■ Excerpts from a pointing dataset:
====================
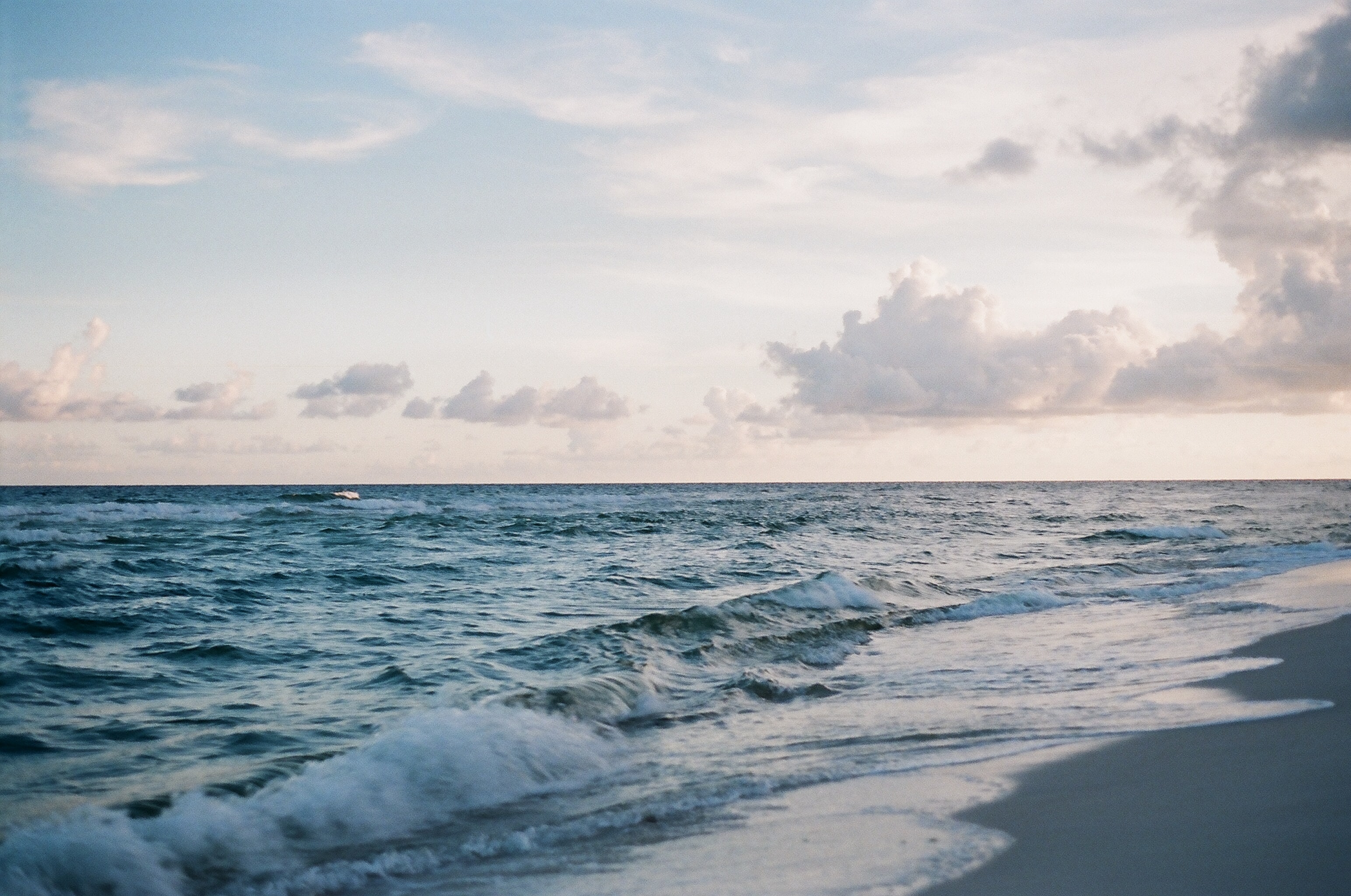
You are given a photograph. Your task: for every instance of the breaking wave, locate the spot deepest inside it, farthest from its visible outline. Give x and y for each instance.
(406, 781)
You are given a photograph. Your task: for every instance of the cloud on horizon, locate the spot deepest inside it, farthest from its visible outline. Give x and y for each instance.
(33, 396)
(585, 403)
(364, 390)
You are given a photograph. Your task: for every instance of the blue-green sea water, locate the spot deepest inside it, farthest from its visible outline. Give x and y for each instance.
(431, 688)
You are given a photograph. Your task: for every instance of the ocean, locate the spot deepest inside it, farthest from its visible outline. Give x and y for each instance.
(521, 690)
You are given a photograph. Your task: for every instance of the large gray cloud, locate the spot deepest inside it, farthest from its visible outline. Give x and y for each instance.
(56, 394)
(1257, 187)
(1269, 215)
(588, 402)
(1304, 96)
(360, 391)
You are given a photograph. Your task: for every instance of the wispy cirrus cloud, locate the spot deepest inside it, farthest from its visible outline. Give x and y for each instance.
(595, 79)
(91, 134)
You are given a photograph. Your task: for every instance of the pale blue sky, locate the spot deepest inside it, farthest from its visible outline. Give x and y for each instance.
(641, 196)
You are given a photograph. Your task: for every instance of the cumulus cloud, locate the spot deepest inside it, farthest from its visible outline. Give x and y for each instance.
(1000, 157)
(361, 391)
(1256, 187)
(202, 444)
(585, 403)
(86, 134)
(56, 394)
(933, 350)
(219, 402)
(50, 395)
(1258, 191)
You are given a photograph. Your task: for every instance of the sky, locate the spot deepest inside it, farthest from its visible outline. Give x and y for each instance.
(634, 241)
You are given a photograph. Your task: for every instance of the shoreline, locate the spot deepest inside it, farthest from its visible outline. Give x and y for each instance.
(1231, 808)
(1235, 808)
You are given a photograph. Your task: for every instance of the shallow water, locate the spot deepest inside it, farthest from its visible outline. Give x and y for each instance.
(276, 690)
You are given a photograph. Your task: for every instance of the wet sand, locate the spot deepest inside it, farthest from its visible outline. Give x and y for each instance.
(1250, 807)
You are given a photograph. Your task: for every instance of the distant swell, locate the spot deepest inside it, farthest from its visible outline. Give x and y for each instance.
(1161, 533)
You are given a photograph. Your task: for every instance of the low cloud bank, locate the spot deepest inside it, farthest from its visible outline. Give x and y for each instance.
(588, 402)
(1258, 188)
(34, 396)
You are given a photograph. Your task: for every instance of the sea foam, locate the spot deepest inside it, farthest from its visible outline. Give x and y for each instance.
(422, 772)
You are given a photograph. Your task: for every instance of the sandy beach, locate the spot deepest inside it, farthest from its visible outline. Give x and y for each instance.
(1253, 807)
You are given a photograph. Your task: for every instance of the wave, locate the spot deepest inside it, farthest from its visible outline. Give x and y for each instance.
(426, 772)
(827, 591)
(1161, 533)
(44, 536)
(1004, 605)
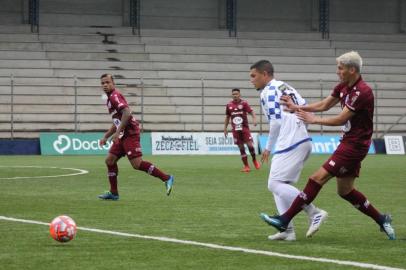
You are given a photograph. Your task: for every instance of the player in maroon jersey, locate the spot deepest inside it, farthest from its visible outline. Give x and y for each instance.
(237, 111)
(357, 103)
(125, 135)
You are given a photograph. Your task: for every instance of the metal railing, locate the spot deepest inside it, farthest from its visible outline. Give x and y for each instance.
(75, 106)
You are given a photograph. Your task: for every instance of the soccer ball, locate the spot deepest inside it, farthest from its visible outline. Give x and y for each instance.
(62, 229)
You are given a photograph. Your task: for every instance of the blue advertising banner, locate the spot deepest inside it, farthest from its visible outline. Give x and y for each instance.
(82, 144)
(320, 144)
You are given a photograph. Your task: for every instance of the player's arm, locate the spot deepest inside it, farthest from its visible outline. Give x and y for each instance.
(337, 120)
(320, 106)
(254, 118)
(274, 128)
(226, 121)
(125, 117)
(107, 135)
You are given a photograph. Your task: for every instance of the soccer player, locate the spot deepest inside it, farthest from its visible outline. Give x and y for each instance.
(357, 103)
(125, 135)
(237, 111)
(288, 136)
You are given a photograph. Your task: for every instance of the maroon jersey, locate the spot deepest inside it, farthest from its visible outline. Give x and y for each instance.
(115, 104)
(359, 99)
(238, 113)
====================
■ What to do:
Render every line of the items above as a Markdown table with the columns Row and Line, numbering each row and skipping any blank lines. Leave the pictures out of the table.

■ Output for this task:
| Row | Line |
|---|---|
| 1 | You are given a photograph. Your task: for every instance of the breaking wave, locate the spot deepest inside it, farthest from its visible outline. Give x and y for each instance. |
| 2 | (406, 781) |
| 3 | You are given a photograph. Your task: for every instance of the cloud on horizon, locate the spot deepest inside it, farthest from its visible outline. Give x and y for each instance. |
| 4 | (33, 396) |
| 5 | (585, 403) |
| 6 | (364, 390) |
| 7 | You are given a photograph. Your task: for every instance of the blue-green sea water, locate the spot deepest inside it, farthest from its visible outline. Give x and y for each instance. |
| 8 | (431, 688) |
| 9 | You are given a photograph. Your task: for every instance of the ocean, locate the spot deepest inside it, farthest from its visible outline. Give x and y for each instance. |
| 10 | (521, 690) |
| 11 | You are given a photograph. Your task: for every instance of the large gray cloud, locate the spot deepest inside it, farthest from its visible outline. Give x and y for each instance. |
| 12 | (56, 394) |
| 13 | (1257, 187) |
| 14 | (1269, 215) |
| 15 | (588, 402) |
| 16 | (1304, 96) |
| 17 | (360, 391) |
| 18 | You are given a photograph. Your task: for every instance of the wispy cirrus cloud, locate the spot deepest inside it, farthest from its visible outline. Give x and y for each instance. |
| 19 | (595, 79) |
| 20 | (91, 134) |
| 21 | You are given a photograph. Your task: for every instance of the pale blue sky, locate the spot deepest inside it, farthest from its visible outline. Give x and y for each instance. |
| 22 | (641, 196) |
| 23 | You are given a photograph. Your task: for every instance of the cumulus cloud, locate the spot deepest inside it, farthest from its visible outline. Give x and y for each instance. |
| 24 | (1000, 157) |
| 25 | (361, 391) |
| 26 | (1256, 187) |
| 27 | (202, 444) |
| 28 | (585, 403) |
| 29 | (86, 134) |
| 30 | (56, 394) |
| 31 | (933, 350) |
| 32 | (219, 402) |
| 33 | (50, 395) |
| 34 | (1258, 191) |
| 35 | You are given a photograph. Your task: for every instance of the sky, locate the spot deepest inside it, farthest from its visible outline. Give x and y for each instance. |
| 36 | (634, 241) |
| 37 | You are given a photograph. Your task: for every instance of the shoreline, locate the spot deepest inside it, farthest from its visible outline. Give x and y for each instance. |
| 38 | (1231, 808) |
| 39 | (1235, 808) |
| 40 | You are given a photograph. Your task: for every instance of the shallow water, locate the spot deepest inside it, farthest from its visible outline. Give x and y for each instance. |
| 41 | (276, 690) |
| 42 | You are given a photograph. Your task: for every instance of the wet sand, locate the spot deepest inside it, farthest from its visible outline. Give x and y for each instance. |
| 43 | (1250, 807) |
| 44 | You are given a photograph. Your task: for every instance of the distant swell, locate the spot deepest inside it, farthest from its visible outline. Give x and y for each instance. |
| 45 | (1161, 533) |
| 46 | You are given a photograph. Your task: for every instance of the low cloud bank, locate the spot deepest inside it, farthest from its visible outline. Give x and y for each instance. |
| 47 | (588, 402) |
| 48 | (1258, 188) |
| 49 | (34, 396) |
| 50 | You are given a photograph. Your task: for every instance of the sea foam, locate the spot deepest inside it, farthest from its visible outline. Give x and y for each instance. |
| 51 | (422, 772) |
| 52 | You are given a photograph. Your task: for every instance of the sandy beach, locate the spot deepest inside it, farthest from its visible outline. Give x and y for each instance. |
| 53 | (1253, 807) |
| 54 | You are given a photograph. Your task: for every instance of the wave, locate the spot deepest inside it, farthest from its visible outline. Give x and y for each instance. |
| 55 | (426, 772) |
| 56 | (827, 591) |
| 57 | (1161, 533) |
| 58 | (44, 536) |
| 59 | (1004, 605) |
| 60 | You are given a photograph. Your task: for every instance of the player in maroon jersey, locate the spot deepest inside it, farthest from its visible outline. Give x and y for each instance. |
| 61 | (237, 111) |
| 62 | (357, 103) |
| 63 | (125, 135) |
| 64 | You are given a photograph. Your task: for every instance of the metal railing, locate the spot deepest inside it, farthest from its visible outline. Give x and y for each instance. |
| 65 | (75, 106) |
| 66 | You are given a photograph. Your task: for every instance of the soccer ball, locate the spot deepest inside it, farthest from its visible outline. Give x and y for each instance. |
| 67 | (62, 229) |
| 68 | You are given a photograph. Your task: for every instance of the blue advertising banner, locate the spot deepest inside it, farthest from its visible outline. Give x and y for each instance. |
| 69 | (82, 144) |
| 70 | (320, 144) |
| 71 | You are given a photograph. Your task: for every instance of the player's arm, locate the spot deepest inside it, farthest from its visible outline. Give x and y for each instance. |
| 72 | (337, 120) |
| 73 | (320, 106) |
| 74 | (254, 118) |
| 75 | (274, 128) |
| 76 | (226, 121) |
| 77 | (125, 117) |
| 78 | (107, 135) |
| 79 | You are given a photograph. Your task: for every instance of the soccer player, locate the spot deepest inside it, farthest from its visible outline. Give x and y for each instance. |
| 80 | (357, 103) |
| 81 | (125, 135) |
| 82 | (237, 111) |
| 83 | (288, 136) |
| 84 | You are given a photograph. Your task: for every instance of the maroon jersey, locate the spot deepest inside it, farthest from its visible outline. Give x and y for each instance. |
| 85 | (115, 104) |
| 86 | (359, 99) |
| 87 | (238, 113) |